┌─ Texto apresentado

Outra crítica contundente foi sobre a credibilidade da empresa – muitos argumentaram como poderiam acreditar na empresa se as declarações dela, provadas como inverídicas, levaram à morte mais de 250 pessoas, a maioria de seus próprios funcionários.

Quem também teceu duras críticas à empresa foi o Frei Gilvander Luís Moreira, padre da Ordem dos carmelitas e assessor da CPT/MG (Comissão Pastoral da Terra).

Após ter tido seu microfone cortado passados os três minutos pré definidos, o Frei continuou disparando contra a empresa: “Não precisamos de mais mineração no Brasil, 5% apenas já bastariam”, bradava enquanto o coordenador dos trabalhos tentava controlar a situação.

O estudante de direito Guilherme Henrique questionou os funcionários da Vale presentes no local dizendo que essa luta é em favor deles também – “Eu não contra a mineração, sou a favor da vida, meu pai trabalhou e aposentou na Vale, morreu com problema de coluna, morreu de depressão, de alcoolismo, o profissional da Vale está com depressão”, desabafou.

└─
┌─ Trecho dos dados

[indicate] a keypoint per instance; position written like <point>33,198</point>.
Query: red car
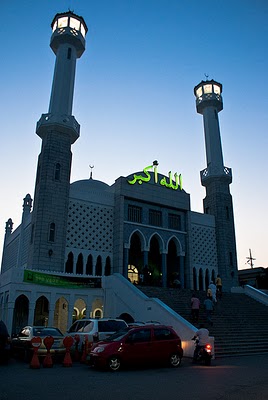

└─

Aplicação da leitura:
[1] De acordo com o texto sobre as críticas à Vale, por que muitos questionaram a credibilidade da empresa? Explique em uma a três frases.
[2] No texto sobre as críticas à Vale, qual era a função do Frei Gilvander Luís Moreira na CPT/MG?
[3] Prolongue o texto sobre as críticas à Vale, começando logo após a última frase.

Respostas em ordem:
[1] Muitos questionaram a credibilidade da empresa porque declarações dela, que se provaram inverídicas, levaram à morte mais de 250 pessoas. A maioria dessas vítimas eram funcionários da própria empresa.

[2] Ele era assessor da CPT/MG (Comissão Pastoral da Terra).

[3]
Um pronunciamento de destaque foi do médico Thiago Jeremias. O médico que atua na cidade iniciou sua fala dizendo que a cidade não pode se permitir que ela seja dividia: “Acho que é muito importante dizer aqui que a gente não pode começar a brigar com a gente mesmo, não podemos cair no erro de dividir a cidade nos que são contra e nos que são a favor da mineração, temos que fortalecer a comunidade para discutir um assunto que até agora não foi discutido – o que vamos fazer quando acabar a mineração, nada está sendo feito até o momento”.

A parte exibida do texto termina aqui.